● Your assignment: Please keep to the lines below from the one with "Target: distant person" through the one with "Target: person standing", and restate them word for word, ends included.

● Source information:
#####

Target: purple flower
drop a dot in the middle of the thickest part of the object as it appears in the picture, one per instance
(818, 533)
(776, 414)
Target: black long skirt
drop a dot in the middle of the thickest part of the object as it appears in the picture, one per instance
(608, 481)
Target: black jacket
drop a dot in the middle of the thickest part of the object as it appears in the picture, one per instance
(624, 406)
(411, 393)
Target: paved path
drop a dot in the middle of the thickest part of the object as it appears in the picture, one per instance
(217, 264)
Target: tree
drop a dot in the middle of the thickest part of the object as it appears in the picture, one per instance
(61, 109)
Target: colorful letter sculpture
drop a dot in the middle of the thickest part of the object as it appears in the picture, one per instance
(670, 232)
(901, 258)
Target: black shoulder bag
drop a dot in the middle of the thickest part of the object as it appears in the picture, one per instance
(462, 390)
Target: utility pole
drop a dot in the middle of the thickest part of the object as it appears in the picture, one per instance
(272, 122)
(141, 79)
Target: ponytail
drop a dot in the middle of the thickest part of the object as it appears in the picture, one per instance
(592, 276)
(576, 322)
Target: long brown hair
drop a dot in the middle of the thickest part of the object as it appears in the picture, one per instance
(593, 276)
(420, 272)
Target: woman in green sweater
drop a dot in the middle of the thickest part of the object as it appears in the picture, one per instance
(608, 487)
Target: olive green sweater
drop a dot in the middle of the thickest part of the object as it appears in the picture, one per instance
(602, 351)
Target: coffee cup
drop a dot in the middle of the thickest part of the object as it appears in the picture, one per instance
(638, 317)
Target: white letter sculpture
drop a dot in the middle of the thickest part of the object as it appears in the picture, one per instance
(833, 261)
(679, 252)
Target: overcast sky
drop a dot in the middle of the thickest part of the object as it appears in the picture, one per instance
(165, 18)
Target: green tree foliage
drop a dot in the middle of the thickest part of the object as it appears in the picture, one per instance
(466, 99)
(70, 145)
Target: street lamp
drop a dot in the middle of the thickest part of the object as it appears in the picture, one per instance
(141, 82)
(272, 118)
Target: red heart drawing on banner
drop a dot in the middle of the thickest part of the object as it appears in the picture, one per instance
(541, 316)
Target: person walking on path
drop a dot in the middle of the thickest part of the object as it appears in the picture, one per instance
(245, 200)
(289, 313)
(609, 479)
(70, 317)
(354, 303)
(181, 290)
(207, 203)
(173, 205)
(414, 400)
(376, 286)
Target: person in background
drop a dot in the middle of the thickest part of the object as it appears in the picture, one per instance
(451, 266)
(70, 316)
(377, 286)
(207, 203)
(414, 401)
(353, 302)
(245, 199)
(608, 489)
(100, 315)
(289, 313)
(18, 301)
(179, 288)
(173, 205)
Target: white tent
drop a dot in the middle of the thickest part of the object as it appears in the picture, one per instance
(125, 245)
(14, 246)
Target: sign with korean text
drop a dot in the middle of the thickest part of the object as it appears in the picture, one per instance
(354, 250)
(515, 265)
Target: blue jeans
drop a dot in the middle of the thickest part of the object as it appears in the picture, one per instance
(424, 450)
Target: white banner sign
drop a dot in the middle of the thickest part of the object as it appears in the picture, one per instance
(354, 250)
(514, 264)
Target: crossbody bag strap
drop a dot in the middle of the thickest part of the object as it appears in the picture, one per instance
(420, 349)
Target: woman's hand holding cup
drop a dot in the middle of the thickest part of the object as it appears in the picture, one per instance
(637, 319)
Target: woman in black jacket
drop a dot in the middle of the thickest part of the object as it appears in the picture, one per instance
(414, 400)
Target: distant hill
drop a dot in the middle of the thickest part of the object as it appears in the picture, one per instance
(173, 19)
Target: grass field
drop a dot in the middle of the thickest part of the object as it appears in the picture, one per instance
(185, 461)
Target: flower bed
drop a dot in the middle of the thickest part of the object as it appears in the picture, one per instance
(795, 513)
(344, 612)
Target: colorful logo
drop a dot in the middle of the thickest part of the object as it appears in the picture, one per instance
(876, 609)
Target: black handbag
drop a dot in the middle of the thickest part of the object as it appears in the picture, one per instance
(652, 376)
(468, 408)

#####

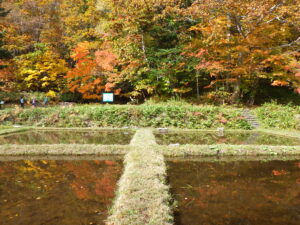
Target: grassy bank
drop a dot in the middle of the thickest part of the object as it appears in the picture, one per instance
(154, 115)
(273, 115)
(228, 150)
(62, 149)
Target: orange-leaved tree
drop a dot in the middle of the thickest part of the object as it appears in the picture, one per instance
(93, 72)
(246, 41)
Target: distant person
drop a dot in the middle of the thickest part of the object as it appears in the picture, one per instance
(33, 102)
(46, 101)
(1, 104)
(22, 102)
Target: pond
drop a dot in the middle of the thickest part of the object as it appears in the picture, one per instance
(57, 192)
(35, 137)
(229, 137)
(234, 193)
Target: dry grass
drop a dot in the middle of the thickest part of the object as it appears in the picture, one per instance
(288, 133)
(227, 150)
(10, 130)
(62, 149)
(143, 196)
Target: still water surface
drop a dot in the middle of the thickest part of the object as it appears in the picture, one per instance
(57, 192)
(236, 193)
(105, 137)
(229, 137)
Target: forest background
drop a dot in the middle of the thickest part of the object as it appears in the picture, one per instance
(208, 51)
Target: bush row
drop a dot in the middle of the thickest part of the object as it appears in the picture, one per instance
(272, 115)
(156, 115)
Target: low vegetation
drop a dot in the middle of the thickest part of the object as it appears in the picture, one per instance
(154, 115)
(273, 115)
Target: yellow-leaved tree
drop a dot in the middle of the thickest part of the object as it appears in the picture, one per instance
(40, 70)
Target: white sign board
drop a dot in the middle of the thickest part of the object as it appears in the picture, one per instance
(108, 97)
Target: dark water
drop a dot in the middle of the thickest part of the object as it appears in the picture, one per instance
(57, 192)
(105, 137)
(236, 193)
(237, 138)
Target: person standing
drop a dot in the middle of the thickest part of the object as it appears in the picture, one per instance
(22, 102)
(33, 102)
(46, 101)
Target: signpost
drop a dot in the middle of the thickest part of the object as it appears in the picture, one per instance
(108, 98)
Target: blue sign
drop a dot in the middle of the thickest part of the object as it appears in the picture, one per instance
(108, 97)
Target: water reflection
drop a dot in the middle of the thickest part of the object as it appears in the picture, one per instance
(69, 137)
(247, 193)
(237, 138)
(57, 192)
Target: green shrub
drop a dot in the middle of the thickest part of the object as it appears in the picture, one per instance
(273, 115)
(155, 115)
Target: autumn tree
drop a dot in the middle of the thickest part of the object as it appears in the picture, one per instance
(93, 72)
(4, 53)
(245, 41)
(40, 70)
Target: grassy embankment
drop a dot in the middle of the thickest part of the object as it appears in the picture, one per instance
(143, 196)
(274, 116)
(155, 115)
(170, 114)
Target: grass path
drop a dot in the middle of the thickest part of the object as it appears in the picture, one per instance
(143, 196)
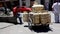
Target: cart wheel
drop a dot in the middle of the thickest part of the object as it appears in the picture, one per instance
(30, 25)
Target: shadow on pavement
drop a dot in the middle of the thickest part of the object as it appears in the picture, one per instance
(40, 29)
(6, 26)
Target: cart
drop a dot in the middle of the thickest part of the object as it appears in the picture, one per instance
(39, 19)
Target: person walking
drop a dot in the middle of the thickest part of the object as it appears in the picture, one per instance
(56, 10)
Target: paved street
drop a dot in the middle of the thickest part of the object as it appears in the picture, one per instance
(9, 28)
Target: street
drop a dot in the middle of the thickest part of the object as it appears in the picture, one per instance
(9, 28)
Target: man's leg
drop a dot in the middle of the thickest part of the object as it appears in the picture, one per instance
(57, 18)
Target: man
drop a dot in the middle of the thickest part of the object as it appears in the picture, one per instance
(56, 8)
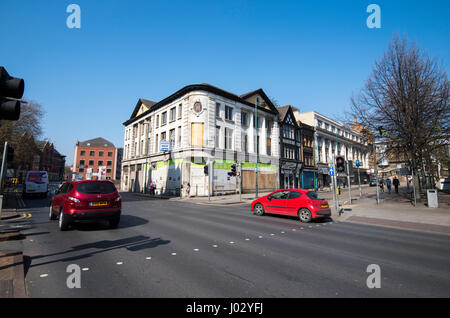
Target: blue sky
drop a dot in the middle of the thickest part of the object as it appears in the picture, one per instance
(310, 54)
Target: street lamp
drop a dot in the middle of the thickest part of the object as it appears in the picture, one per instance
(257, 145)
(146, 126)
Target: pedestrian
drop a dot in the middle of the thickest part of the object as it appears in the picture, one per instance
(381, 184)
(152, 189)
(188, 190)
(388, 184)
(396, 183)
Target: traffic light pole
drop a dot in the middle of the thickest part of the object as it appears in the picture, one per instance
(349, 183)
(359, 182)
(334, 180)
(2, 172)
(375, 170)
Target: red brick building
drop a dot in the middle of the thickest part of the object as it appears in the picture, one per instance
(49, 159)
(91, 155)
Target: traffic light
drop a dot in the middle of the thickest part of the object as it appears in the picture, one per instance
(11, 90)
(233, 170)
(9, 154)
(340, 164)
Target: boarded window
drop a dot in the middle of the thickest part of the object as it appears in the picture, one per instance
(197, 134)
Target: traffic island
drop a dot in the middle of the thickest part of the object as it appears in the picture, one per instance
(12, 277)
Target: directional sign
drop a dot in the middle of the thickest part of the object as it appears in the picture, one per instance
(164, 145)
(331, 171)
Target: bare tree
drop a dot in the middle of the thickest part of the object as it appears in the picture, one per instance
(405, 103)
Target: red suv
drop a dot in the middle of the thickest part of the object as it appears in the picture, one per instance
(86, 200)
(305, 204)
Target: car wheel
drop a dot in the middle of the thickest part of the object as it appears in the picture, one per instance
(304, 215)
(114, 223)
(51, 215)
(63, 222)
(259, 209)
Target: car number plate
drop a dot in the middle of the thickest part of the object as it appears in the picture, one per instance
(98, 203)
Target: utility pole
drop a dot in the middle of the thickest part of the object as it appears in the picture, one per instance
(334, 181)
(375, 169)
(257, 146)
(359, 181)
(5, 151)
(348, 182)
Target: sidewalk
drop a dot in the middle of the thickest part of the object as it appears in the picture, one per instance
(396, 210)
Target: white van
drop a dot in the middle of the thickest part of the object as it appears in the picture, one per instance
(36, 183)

#####

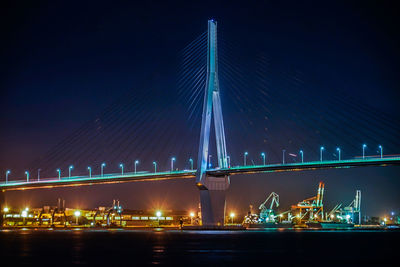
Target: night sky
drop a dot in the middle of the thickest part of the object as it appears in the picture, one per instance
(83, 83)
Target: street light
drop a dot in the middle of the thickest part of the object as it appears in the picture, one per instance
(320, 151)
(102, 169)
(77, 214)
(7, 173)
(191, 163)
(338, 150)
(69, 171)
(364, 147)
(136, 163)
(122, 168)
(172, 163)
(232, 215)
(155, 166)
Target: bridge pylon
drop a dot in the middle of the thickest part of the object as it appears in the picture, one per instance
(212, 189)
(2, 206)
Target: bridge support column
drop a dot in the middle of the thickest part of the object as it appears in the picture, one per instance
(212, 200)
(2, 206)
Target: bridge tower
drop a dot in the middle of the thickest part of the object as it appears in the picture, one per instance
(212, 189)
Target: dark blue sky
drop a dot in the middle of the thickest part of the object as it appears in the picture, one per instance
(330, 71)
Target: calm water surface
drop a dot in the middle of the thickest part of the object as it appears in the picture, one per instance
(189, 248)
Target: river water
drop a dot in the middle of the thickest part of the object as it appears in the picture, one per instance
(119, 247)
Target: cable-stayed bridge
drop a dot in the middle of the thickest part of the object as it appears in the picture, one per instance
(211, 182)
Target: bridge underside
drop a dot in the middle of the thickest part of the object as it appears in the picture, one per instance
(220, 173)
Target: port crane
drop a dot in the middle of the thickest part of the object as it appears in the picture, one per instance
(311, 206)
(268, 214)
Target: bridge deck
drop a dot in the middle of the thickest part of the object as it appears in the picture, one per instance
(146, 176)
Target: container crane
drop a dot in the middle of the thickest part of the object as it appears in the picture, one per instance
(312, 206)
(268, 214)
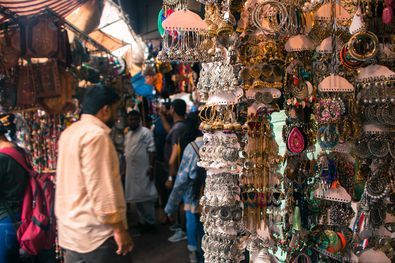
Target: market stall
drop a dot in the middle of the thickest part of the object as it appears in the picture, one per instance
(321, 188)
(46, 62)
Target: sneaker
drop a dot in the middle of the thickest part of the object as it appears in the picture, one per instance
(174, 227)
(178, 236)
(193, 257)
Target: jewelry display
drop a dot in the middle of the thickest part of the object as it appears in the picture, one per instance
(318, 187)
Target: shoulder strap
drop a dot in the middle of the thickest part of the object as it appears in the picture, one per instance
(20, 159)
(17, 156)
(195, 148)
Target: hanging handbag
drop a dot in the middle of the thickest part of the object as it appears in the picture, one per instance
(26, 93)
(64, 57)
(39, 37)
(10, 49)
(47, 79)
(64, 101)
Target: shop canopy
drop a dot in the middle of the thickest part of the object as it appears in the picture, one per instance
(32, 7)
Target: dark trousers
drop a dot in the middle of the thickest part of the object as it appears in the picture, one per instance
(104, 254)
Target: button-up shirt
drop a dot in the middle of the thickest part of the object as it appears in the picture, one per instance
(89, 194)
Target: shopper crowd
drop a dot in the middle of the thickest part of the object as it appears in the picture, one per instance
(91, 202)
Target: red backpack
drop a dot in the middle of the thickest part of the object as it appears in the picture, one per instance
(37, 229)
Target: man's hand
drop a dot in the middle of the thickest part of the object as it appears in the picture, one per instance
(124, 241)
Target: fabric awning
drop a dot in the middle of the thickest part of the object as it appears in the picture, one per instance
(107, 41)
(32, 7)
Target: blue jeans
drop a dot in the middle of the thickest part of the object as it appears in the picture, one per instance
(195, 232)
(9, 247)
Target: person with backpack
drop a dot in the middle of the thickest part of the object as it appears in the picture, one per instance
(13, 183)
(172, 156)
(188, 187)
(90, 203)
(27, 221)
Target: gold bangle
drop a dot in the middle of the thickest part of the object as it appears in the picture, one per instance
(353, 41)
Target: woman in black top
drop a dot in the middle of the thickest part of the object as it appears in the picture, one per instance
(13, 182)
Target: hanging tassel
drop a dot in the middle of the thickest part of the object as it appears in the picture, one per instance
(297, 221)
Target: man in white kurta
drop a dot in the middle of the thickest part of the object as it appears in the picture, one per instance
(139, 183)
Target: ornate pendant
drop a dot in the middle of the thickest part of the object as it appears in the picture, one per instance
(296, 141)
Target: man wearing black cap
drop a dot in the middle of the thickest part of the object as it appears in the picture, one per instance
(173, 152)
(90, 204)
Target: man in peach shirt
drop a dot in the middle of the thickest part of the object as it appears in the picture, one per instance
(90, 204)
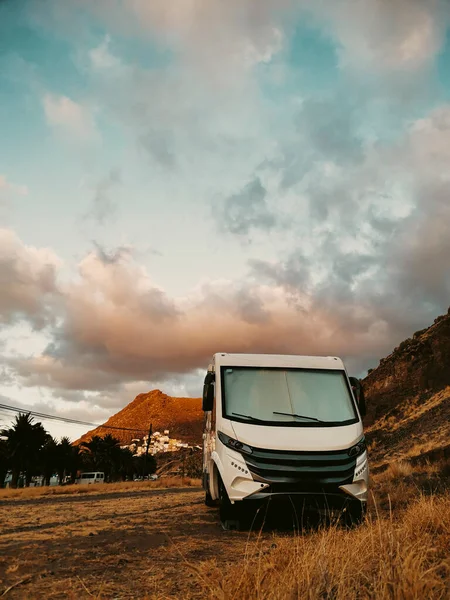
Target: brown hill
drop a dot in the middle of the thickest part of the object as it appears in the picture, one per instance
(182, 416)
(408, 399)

#####

● Completed exercise:
Target: distant person
drop a dot in the middle of the thickest part of the object as it appears in the picture, one per instance
(33, 102)
(46, 101)
(1, 104)
(22, 102)
Target: pond
drop a dot in the middle of the thickest part of the object as it appears in the picture, one per instance
(57, 192)
(35, 137)
(229, 137)
(234, 193)
Target: dry grass
drop a dot in the middle of the thickest part of the object as it appears in the picture, one per instance
(288, 133)
(227, 150)
(10, 130)
(62, 149)
(143, 196)
Target: still water surface
drop a dot in the middle of the thickest part of the object as it appears in the picture, one per instance
(57, 192)
(236, 193)
(105, 137)
(229, 137)
Target: forest background
drop a dot in the middle of the thickest part of the object as it appears in the picture, one per instance
(208, 51)
Target: bush row
drop a dot in the middle of the thickest part of the object as it appears in the picture, one per instance
(272, 115)
(156, 115)
Target: low vegetation
drop a dot in the middle of the thickest part of the object as it appears in the picture, one per instance
(154, 115)
(273, 115)
Target: yellow-leaved tree
drop a dot in the middle of the thickest part of the object as it appears in the picture, one per instance
(40, 70)
Target: white sign board
drop a dot in the middle of the thickest part of the object as it appears in the picture, one per instance
(108, 97)
Target: dark water
drop a dot in the middle of the thickest part of the object as it appears in the picture, one per instance
(57, 192)
(105, 137)
(236, 193)
(237, 138)
Target: person standing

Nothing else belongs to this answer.